Activity >>
Please repeat the listing below exactly, but do not include its pictures.

Entries provided >>
# # # # # # #

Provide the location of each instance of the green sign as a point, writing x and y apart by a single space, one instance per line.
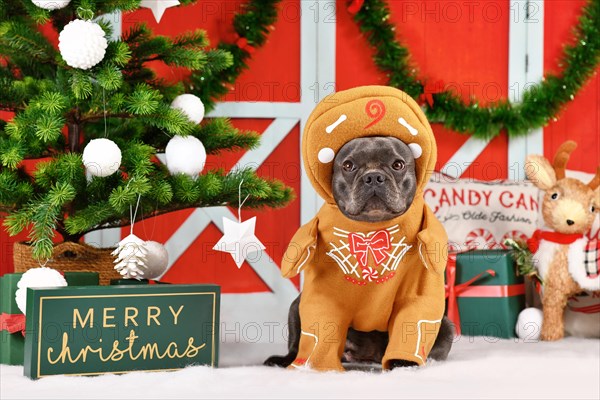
113 329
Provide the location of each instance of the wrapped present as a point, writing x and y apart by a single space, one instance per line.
484 293
12 321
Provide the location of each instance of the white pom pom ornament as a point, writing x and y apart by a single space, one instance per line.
36 277
185 155
82 44
102 157
529 324
51 4
157 260
191 106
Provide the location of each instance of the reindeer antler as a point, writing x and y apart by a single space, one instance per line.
562 156
595 182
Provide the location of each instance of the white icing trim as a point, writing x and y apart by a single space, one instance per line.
421 256
326 155
331 127
307 257
419 334
413 131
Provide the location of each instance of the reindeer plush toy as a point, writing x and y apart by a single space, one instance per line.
566 260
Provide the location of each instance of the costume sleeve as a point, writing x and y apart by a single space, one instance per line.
300 250
433 242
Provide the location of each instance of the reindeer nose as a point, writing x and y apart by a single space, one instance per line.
373 179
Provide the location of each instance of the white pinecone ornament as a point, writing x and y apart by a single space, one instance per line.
51 4
82 44
131 255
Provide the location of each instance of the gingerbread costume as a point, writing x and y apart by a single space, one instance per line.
386 276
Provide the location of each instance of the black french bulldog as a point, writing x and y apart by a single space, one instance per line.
366 187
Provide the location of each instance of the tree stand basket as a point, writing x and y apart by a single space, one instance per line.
70 257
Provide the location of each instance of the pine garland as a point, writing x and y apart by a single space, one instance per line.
540 103
46 96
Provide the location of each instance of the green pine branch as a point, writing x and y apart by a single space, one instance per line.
59 109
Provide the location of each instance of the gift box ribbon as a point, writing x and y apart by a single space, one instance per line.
12 323
465 289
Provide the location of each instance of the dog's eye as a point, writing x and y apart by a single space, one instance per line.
398 165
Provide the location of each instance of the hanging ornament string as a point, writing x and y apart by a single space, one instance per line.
133 214
540 103
85 13
238 238
104 107
240 202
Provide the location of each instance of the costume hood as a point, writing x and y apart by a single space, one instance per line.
362 112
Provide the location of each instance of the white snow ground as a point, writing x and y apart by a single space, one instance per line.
477 368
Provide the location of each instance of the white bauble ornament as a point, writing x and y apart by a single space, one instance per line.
131 257
191 106
51 4
529 324
101 157
82 44
157 260
185 155
37 277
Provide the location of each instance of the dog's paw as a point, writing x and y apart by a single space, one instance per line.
401 364
279 361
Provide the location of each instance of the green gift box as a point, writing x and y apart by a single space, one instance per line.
489 294
12 344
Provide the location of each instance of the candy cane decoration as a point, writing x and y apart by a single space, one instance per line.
514 235
375 109
370 274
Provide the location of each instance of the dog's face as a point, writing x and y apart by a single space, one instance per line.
374 178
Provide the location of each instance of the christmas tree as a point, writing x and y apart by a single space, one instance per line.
90 87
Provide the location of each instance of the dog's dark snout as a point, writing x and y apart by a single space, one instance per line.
373 179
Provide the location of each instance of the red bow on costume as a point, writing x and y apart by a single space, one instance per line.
12 323
453 290
561 238
378 244
355 6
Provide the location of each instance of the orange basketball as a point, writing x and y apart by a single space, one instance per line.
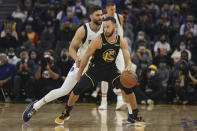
128 79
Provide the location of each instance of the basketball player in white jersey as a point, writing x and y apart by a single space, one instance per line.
111 9
78 47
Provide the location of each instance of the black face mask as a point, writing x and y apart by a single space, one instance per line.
11 55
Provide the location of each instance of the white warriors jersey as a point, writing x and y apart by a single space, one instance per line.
89 35
119 27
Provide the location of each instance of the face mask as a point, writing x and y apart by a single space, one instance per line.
162 64
11 55
163 41
33 56
64 57
182 47
28 28
152 73
140 37
30 19
143 66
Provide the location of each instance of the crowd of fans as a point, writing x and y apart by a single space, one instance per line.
162 38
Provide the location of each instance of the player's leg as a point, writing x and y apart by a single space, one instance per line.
52 95
130 98
104 90
120 65
85 82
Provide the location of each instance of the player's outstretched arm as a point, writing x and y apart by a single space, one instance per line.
75 43
94 44
126 54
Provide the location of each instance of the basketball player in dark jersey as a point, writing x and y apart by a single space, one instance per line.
104 50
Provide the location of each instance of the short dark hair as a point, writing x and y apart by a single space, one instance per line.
94 8
112 19
110 3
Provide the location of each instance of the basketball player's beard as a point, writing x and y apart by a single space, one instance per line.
110 34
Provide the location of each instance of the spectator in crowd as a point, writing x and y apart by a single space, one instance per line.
8 41
142 52
30 34
6 75
164 72
11 57
141 36
79 9
70 16
189 26
182 80
20 13
149 90
47 76
64 63
66 29
24 78
161 44
34 57
176 56
8 30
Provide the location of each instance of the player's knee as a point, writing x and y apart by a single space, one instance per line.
118 84
82 85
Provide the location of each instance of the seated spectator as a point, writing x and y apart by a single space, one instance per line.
24 78
72 18
149 90
30 34
164 71
8 41
20 13
11 57
9 30
141 52
181 76
162 53
192 91
65 29
9 27
176 56
34 57
47 76
189 26
64 63
6 75
141 36
161 44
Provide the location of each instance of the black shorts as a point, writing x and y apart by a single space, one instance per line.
95 75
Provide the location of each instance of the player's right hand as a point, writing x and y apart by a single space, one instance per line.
78 61
78 75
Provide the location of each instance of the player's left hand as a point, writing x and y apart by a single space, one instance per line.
128 68
78 75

# # # # # # #

Result of the exercise >>
Provide the location of each instance of the green sign as a point, writing x and y apart by a single space, one instance per line.
113 329
Provide the location of each instance of the wrapped present as a point, writing x and y apart by a single space, one instance per line.
484 293
12 321
Provide the location of each instance of the white pom pom ornament as a point, writing x and y apart by a single space, one instance per line.
36 277
185 155
82 44
102 157
529 324
51 4
157 260
191 106
Provide the location of each instance of the reindeer antler as a point, writing x and y apart by a single space, one instance per line.
562 156
595 182
Provide the location of each instance of the white icing trim as a point, writing x and y apart by a single space, one instance per line.
421 256
326 155
331 127
307 257
419 334
413 131
Provide the location of each instance of the reindeer plush toy as a point, writing x and y apart by a single space, one instance per line.
566 260
Provide the location of each instance of the costume sleeve as a point, writing x and y apart by a single space, one instance per line.
300 250
433 242
Provide the location of each instance of the reindeer nose as a point, writing x and y apart by a single space, one instance per line.
373 179
Provide the location of each instance of the white pinecone ornament as a point, writing x and y apart by a single space, one instance per line.
51 4
82 44
131 255
Provide the location of each instance of the gingerbread costume as a point, writing x and y apart by a single space, one instance per line.
386 276
Provide the location of each instance of the black french bulldog as a point, writing x and y apart by a single space, one instance per line.
366 187
Provide the location of each instance of the tree stand basket as a point, writing x and y apart by a single space, one instance per line.
70 257
Provide the location of each instance of the pine garland as a point, writing x and y apart by a single space, one instance per line.
540 103
46 96
Provide the location of each instance of the green pine branch as a point, writing x and y apart by a single space, one instance per line.
59 109
Provide the location of each instance of the gift box ribbon as a point, writing x and y apart by a single space, one instance per line.
12 323
465 289
Provide the location of each instance of the dog's eye as a point, writing x and y apart by a single space, one instance per line.
398 165
Provide the location of each instance of the hanging ornament string as a point, writing x and y apart by a single space, one instance per line.
133 214
540 103
85 13
238 238
104 107
240 202
Provide the location of each instance of the costume hood as a point, writing x and y apart by a single space, one instance per line.
362 112
Provide the location of each instance of the white snow ground as a point, writing x and y apart by a single space, one instance per line.
477 368
Provide the location of each instance of the white bauble ornament as a point, writing x and y apart by a single space, one instance per line.
131 257
191 106
51 4
529 324
101 157
82 44
157 260
185 155
37 277
Provide the location of each instance of the dog's paw as a point, writing x and y apart by a single space, one instance per line.
401 364
279 361
Provide the location of each instance of the green gift box as a point, writing x and y apart by a single space, one instance per line.
489 294
12 344
Provide the location of each instance of the candy cane decoration as a point, writing x and y apart by a single space, one instance per line.
514 235
375 109
370 274
Provide the location of each instance of the dog's face as a point, writing x and y apart by a single space, one instance per line.
374 178
Provide the location of each instance of the christmas tree as a point, writing x and y apart by a single space, one instance per line.
90 87
Provide the location of each instance of the dog's dark snout as a point, writing x and y apart by a single space, one instance per line.
373 179
Provide the location of each instance of the red bow on costume as a point, writing x and y apart by a single space, one instance per line.
12 323
453 290
561 238
378 244
355 6
Provide the location of each instance of the orange basketball as a point, writing x and y apart by a single space, one instance per line.
128 79
Provide the location of each instance of the basketball player in white jersey as a point, writing x and y apart by a single space, one instance per line.
111 9
78 47
Provide the location of each instance of the black face mask as a point, writing x and y apart by a single space, one instance per line.
11 55
Provide the location of each instance of the white warriors jersey as a point, writing x and y apart by a single space, one instance per line.
89 35
119 27
Provide the location of each instance of the face mask as a point, writing x and y apart by a single space, one instance per line.
162 64
11 55
163 41
33 56
64 57
182 47
28 28
152 73
140 37
30 19
143 66
Provide the location of each instance of the crowd of fans as a point, writing x and y apart by a single space, one instance per line.
162 38
Provide the location of each instance of the player's leg as a point, writing x and y apart by a single space, one instance per line.
52 95
130 98
104 90
120 65
85 82
Provide the location of each instance of the player's outstretched arm as a point, writing x and y apart by a single space, one instance per line.
75 43
94 44
126 54
Provide the location of each instance of the basketball player in dark jersey as a point, writing x and y apart by a single space, one instance per line.
104 50
Provide the location of each instance of the short dark hair as a point, writing x and y apart by a single space, one instance per line.
94 8
112 19
110 3
Provide the location of each instance of the basketball player's beard as a point, writing x and y apart by a single space, one instance per line.
110 34
Provide the location of each instance of the spectator in crowd as a point, writing x and y apart by a single space, one instance per line.
8 41
142 52
30 34
6 75
164 72
11 57
141 36
79 9
70 16
189 26
182 80
20 13
149 90
47 76
64 63
66 29
24 78
161 44
34 57
176 56
8 30
Provide the location of each instance of the player's knee as a point, writing x and y apart by a single space, one instance per line.
118 84
82 85
Provide the location of each instance of the seated spectator as a point, writing x and y apart by a single space, one instance per line.
24 78
72 18
149 90
30 34
164 71
8 41
20 13
11 57
9 30
141 52
181 76
162 53
192 91
65 29
9 27
176 56
34 57
47 76
189 26
64 63
6 75
141 36
161 44
Provide the location of each instance of the black shorts as a point, writing x and y apart by a single space, one instance per line.
95 75
Provide the location of each instance of the player's right hand as a point, writing x and y apart by a single space, one instance per line.
78 61
78 75
Provide the location of each instance of the player's left hand as a point, writing x and y apart by a single space, one instance per line.
128 68
78 75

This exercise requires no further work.